**DIRECTIONS FOR THIS TASK**
Reproduce the entire listing below word for word, with every line in its original order.

**DATA SHOWN**
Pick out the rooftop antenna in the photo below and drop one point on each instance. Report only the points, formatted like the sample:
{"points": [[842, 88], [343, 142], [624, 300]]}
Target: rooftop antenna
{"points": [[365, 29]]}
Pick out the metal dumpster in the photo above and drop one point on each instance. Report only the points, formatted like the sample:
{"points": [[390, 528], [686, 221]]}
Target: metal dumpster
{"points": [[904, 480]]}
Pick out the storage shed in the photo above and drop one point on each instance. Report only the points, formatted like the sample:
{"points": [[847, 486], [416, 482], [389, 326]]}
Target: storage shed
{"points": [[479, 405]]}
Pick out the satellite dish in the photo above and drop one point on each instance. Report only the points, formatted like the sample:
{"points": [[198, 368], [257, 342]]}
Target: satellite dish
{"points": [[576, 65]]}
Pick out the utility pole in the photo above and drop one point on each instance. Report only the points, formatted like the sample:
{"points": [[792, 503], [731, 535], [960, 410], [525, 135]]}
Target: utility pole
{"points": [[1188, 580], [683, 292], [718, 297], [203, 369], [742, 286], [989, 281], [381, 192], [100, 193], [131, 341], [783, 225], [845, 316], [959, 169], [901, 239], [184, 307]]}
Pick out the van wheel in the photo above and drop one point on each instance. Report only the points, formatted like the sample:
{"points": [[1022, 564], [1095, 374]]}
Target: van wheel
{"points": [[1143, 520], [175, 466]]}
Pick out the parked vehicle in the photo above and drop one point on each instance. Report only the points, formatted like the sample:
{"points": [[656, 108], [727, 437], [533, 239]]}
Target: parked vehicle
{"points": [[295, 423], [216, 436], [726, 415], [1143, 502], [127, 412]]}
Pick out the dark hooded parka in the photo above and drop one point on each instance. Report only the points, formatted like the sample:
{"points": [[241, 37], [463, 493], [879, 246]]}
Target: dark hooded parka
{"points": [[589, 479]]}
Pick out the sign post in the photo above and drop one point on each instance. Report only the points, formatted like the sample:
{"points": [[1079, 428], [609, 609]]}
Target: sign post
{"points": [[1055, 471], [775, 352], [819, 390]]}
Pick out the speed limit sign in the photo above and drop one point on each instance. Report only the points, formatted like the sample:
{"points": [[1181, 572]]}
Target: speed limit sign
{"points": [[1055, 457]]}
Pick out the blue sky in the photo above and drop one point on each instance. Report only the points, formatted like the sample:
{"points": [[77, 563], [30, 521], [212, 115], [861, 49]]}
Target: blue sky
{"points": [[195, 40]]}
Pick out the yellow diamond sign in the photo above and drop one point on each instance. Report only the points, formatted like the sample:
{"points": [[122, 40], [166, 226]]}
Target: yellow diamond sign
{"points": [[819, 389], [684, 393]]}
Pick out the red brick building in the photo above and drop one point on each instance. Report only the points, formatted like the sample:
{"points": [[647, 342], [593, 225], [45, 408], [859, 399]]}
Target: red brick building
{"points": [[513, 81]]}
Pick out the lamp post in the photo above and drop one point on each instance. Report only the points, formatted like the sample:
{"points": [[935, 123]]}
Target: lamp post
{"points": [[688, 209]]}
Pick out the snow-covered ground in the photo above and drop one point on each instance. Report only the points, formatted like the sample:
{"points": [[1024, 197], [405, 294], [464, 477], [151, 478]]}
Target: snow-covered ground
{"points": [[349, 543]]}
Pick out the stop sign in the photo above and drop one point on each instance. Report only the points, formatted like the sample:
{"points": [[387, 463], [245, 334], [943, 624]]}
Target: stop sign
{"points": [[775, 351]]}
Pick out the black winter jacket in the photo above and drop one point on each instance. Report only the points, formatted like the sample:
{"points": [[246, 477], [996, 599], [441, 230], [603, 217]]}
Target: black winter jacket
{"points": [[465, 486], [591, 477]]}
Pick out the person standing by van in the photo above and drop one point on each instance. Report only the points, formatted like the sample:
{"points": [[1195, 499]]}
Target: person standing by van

**FULL ANSWER**
Pick out the rooftop antenna in the photo below and drop one point on each instance. Report only the points, formatted like the sample:
{"points": [[842, 88], [343, 142], [624, 300]]}
Target: rooftop antenna
{"points": [[365, 29]]}
Pick out the metal dumpster in the photo above and drop one point on each instance. Report only the points, formatted like the sample:
{"points": [[390, 528], [686, 221]]}
Target: metal dumpster
{"points": [[904, 480]]}
Pick out the storage shed in the photo above and drop one point on each instance. Report only the points, formatted like the sample:
{"points": [[847, 486], [416, 482], [389, 326]]}
Target: storage shed
{"points": [[479, 405]]}
Pick out the satellite dish in the photo above and drop one point on each instance. Report only the points, formatted like the sample:
{"points": [[198, 368], [257, 342]]}
Target: satellite dish
{"points": [[576, 65]]}
Pick out the utility pole in the photo above and drop one point on each instance. Report only the points, formatted like the sample:
{"points": [[792, 503], [731, 535], [960, 410], [525, 135]]}
Target: utility pole
{"points": [[1188, 580], [683, 292], [718, 297], [203, 369], [742, 286], [989, 281], [381, 192], [100, 193], [131, 341], [783, 225], [845, 316], [959, 169], [901, 239], [184, 307]]}
Pick out the van wheel in the photo above and drop one point on each instance. Report only the points, formatted like the sample:
{"points": [[1022, 564], [1095, 374]]}
Target: van wheel
{"points": [[1143, 520], [175, 466]]}
Pick out the parked vehicle in the photo above and drop one point on each instance. Report only the points, formatted like the sample:
{"points": [[656, 108], [727, 437], [533, 239]]}
Target: parked vehicle
{"points": [[295, 423], [216, 436], [726, 415], [1143, 502], [127, 412]]}
Pick out the dark hooded parka in the photo above and drop one point on each instance. Report only the points, formatted like the sample:
{"points": [[241, 37], [463, 493], [879, 246]]}
Target: dark hooded parka
{"points": [[589, 479]]}
Pick out the sign post in the photo above and drop one point on each instance. Report only the points, formatted like the sample:
{"points": [[1079, 428], [609, 609]]}
Target: sign post
{"points": [[1055, 471], [775, 352], [819, 390]]}
Pick out the speed limit sign in the photo above and drop one point on each instance. Report only the points, formatted like the sample:
{"points": [[1181, 572]]}
Target: speed limit sign
{"points": [[1055, 457]]}
Pick out the blue sky in the photo above and drop one point on each instance. Report only the points, formatted like the sample:
{"points": [[77, 563], [30, 521], [212, 115], [861, 49]]}
Target: blue sky
{"points": [[195, 40]]}
Pick out the yellow diamond sign in the photo above and drop one point on each instance. Report only the points, formatted like the sample:
{"points": [[122, 40], [166, 226]]}
Target: yellow diamond sign
{"points": [[819, 389], [684, 393]]}
Pick out the red brick building in the photo above and drop one point on each instance. Report only the points, formatted like the sample:
{"points": [[647, 342], [593, 225], [45, 408], [859, 399]]}
Target: red brick building
{"points": [[513, 81]]}
Pick out the lamp post in the photo above and drop one point on each instance. Report only the points, formatted like the sample:
{"points": [[935, 123]]}
Target: lamp post
{"points": [[688, 209]]}
Pick out the snow-covered ground in the photo above and drop one point on each instance. Report only the points, formatted like the sample:
{"points": [[1024, 197], [405, 294], [464, 477], [151, 478]]}
Target: snow-covered ground
{"points": [[349, 543]]}
Pick out the stop sign in the photo above and drop one point on each instance. Report only the points, formatted like the sample:
{"points": [[387, 463], [245, 334], [943, 624]]}
Target: stop sign
{"points": [[775, 351]]}
Pick out the black winter jacket in the photo above and drop one point on each instance. Report only the points, formatted like the sample:
{"points": [[246, 477], [996, 599], [441, 230], [603, 217]]}
Target: black winter jacket
{"points": [[465, 486], [591, 477]]}
Pick out the person standing by van in the photo above and drop one point on each instance. Report only the points, formatted like the sample:
{"points": [[1195, 499]]}
Target: person standing by van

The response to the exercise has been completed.